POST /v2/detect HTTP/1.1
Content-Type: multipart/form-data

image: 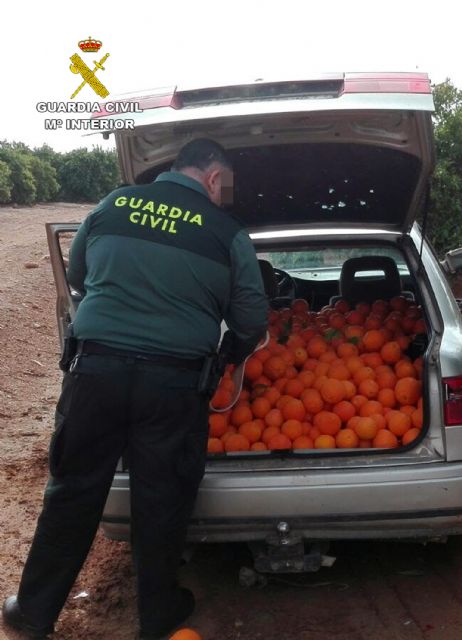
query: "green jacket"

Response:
[67,172,268,359]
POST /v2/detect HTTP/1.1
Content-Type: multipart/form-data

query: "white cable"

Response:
[209,331,270,413]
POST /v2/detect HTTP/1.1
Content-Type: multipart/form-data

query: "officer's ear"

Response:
[204,165,221,206]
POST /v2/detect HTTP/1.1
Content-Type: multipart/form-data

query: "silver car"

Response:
[47,73,462,571]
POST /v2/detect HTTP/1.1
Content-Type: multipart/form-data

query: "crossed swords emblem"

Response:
[69,53,109,100]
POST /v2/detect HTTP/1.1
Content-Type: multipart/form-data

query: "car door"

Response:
[45,222,82,346]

--------------------------------

Goal: Reproduce the material verbatim from its first line through the line that contains "[204,165,221,206]", including both ends, and leave the pictures out.

Task result:
POST /v2/detect HTTP/1.1
Content-Type: multipart/form-data

image: 
query: "green jacket"

Response:
[67,172,268,359]
POST /v2/detect HTTP/1.1
Content-Type: multipart/form-data

query: "white cable"

Response:
[209,331,270,413]
POST /v2/detect HTTP/1.1
Content-Type: multipart/form-data

query: "officer's ear"

Response:
[204,165,221,206]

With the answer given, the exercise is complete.